_Prompt:_ Rewrite the entries below, from the line with "Where can the purple" to the line with "<point>582,25</point>", as a two-column CSV with the headers instruction and output. Give one row per entry, with its wording and its answer each in a single quoted field and any line breaks replaced by spaces.

_Information shown:_
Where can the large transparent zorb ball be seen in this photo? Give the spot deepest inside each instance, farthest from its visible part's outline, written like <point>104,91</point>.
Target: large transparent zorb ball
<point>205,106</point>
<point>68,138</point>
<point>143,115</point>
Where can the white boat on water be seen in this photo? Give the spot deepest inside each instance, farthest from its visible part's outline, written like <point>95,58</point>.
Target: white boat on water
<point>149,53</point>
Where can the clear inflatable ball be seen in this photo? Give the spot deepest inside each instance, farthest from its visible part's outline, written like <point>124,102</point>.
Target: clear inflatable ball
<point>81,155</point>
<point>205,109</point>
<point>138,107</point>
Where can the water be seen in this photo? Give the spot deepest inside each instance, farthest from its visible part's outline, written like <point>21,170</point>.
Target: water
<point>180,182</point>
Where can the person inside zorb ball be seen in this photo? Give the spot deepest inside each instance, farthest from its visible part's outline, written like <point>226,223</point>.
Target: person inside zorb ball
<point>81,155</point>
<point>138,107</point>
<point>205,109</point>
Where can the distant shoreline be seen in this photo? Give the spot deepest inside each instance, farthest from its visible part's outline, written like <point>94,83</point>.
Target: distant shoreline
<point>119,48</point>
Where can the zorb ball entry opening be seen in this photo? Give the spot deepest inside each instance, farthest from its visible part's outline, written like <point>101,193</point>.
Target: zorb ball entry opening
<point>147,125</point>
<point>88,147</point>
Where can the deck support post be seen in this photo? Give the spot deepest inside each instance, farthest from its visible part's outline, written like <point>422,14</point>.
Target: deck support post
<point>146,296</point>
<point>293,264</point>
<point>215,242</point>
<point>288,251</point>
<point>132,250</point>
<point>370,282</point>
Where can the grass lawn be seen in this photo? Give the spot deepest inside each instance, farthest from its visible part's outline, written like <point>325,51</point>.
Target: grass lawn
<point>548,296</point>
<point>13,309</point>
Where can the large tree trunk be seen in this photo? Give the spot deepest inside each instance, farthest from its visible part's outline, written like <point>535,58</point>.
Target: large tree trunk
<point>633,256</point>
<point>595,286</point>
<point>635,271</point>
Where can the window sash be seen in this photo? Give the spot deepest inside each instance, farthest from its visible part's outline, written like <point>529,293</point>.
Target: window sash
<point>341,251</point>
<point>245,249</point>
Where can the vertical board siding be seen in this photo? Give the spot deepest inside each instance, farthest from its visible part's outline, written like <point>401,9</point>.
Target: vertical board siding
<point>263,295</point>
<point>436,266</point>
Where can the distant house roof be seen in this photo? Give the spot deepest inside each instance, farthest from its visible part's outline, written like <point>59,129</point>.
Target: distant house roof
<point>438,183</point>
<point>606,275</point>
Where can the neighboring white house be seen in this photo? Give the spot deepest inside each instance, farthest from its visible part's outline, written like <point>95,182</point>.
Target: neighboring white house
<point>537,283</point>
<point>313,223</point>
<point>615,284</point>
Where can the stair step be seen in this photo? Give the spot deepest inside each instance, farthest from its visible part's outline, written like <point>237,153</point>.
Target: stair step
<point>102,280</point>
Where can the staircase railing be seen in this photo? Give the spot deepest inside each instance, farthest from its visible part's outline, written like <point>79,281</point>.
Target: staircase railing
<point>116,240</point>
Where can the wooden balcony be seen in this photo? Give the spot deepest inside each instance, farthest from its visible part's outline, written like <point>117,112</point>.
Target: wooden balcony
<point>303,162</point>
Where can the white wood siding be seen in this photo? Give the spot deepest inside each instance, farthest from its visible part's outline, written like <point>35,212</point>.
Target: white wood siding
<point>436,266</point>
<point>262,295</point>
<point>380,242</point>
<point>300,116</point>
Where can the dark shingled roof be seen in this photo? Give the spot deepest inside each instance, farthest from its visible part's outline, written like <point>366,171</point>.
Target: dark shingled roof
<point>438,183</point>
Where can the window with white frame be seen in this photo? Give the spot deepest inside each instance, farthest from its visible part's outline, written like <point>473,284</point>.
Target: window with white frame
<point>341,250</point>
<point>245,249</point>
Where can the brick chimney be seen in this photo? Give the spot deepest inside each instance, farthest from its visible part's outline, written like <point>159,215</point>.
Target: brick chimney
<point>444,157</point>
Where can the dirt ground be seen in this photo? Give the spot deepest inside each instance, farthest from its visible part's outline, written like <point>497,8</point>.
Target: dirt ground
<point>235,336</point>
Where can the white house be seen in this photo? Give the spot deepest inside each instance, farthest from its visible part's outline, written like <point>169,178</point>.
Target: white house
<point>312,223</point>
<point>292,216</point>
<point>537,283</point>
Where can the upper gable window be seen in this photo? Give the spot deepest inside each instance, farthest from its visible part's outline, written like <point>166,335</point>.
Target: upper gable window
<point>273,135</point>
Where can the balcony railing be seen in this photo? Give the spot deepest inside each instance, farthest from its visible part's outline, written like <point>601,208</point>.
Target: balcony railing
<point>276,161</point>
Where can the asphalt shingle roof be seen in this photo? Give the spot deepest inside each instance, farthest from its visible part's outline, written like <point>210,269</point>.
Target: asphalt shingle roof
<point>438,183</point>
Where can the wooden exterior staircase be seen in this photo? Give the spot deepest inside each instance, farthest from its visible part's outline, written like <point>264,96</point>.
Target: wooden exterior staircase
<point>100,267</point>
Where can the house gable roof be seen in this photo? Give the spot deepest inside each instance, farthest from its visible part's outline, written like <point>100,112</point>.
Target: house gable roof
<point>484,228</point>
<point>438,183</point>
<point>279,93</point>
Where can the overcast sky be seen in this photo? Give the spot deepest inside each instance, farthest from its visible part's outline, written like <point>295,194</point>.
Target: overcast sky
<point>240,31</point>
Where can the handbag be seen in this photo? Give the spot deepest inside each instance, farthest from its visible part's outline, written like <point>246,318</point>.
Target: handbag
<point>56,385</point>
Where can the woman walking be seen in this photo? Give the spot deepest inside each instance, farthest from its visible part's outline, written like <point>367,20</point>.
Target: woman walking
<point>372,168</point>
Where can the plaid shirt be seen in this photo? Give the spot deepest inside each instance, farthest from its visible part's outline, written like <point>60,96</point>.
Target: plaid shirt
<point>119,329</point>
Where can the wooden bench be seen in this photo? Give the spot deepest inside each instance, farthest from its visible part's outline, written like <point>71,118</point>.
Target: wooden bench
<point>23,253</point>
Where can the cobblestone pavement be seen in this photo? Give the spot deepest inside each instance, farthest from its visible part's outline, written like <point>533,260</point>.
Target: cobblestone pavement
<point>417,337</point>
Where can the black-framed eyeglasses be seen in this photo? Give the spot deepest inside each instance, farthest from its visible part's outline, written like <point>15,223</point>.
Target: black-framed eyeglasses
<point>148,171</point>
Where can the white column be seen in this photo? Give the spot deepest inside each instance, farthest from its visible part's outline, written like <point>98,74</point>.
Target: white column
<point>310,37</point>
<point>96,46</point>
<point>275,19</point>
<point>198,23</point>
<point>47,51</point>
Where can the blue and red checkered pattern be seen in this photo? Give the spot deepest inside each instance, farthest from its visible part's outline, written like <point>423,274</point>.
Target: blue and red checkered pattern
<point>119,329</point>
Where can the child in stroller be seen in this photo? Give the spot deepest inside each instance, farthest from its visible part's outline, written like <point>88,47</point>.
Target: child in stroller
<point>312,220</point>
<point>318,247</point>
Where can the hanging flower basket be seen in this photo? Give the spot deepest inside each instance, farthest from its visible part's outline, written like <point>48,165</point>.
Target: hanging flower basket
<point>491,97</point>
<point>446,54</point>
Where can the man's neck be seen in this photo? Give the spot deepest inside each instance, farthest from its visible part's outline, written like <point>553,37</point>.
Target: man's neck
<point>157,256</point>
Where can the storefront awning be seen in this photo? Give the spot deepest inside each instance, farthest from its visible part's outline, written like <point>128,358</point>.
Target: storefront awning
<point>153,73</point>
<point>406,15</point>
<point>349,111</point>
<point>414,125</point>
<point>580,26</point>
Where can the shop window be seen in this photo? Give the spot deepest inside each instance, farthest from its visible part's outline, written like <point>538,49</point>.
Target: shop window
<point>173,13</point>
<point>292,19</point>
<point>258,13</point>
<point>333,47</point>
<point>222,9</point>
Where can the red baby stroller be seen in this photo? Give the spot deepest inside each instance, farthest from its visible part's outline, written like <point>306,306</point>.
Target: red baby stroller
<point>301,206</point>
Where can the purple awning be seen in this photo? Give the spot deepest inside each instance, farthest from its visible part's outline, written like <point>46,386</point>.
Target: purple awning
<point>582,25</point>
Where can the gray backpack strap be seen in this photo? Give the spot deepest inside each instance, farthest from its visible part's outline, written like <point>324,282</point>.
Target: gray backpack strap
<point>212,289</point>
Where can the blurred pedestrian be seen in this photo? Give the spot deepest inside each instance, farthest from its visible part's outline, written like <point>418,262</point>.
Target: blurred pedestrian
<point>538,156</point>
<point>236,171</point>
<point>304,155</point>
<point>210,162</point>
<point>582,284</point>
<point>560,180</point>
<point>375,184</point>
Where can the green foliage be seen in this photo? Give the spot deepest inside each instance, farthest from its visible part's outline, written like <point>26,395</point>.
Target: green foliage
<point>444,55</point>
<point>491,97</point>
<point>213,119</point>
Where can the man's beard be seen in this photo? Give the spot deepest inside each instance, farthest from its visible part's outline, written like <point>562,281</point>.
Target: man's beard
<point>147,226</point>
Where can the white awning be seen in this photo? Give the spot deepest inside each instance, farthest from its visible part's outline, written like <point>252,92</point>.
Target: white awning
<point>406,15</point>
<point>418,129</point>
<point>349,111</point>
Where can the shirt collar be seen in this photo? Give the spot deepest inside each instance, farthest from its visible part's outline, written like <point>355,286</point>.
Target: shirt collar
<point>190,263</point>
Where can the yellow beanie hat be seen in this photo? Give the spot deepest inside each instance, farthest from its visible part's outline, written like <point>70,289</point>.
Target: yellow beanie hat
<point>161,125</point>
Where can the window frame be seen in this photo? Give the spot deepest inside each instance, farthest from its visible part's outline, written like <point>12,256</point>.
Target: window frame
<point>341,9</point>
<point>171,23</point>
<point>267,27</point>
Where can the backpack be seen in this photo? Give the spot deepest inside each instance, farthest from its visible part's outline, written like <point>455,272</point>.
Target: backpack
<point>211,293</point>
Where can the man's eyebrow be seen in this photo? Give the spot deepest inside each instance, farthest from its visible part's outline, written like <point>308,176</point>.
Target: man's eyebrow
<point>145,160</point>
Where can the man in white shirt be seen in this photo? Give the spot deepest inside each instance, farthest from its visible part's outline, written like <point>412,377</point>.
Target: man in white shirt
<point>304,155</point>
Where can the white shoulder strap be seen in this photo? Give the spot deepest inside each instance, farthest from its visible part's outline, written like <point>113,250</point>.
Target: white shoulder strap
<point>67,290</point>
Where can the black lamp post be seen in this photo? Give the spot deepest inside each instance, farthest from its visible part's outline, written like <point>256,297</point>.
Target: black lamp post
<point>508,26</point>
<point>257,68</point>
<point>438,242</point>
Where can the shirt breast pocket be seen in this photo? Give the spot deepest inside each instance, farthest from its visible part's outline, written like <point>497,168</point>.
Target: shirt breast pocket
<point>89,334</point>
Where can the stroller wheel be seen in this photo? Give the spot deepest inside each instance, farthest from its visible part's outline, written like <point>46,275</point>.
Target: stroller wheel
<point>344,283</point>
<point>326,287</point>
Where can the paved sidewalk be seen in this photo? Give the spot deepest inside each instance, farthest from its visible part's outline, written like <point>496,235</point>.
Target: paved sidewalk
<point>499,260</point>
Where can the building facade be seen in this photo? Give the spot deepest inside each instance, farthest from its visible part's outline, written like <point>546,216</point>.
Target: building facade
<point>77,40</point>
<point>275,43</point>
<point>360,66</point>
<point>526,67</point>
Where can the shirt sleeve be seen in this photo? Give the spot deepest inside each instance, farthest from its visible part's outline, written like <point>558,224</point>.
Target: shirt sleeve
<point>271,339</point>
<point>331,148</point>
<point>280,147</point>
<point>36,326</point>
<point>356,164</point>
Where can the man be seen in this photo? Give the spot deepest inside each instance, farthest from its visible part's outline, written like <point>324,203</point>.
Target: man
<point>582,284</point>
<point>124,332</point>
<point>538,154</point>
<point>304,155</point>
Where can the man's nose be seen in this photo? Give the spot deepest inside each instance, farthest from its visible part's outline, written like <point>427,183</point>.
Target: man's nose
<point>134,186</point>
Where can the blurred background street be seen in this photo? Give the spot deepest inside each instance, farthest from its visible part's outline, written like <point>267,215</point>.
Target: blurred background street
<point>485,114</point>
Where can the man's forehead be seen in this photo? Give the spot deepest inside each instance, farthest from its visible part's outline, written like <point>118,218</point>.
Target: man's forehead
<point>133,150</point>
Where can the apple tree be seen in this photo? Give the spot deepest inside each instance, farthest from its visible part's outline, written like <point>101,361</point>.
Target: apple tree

_Output below:_
instruction,output
"Where can the purple awning be seen in this photo? Give the spot deepest inside each instance, farthest from its visible part's outline, written like <point>46,386</point>. Target: purple awning","<point>582,25</point>"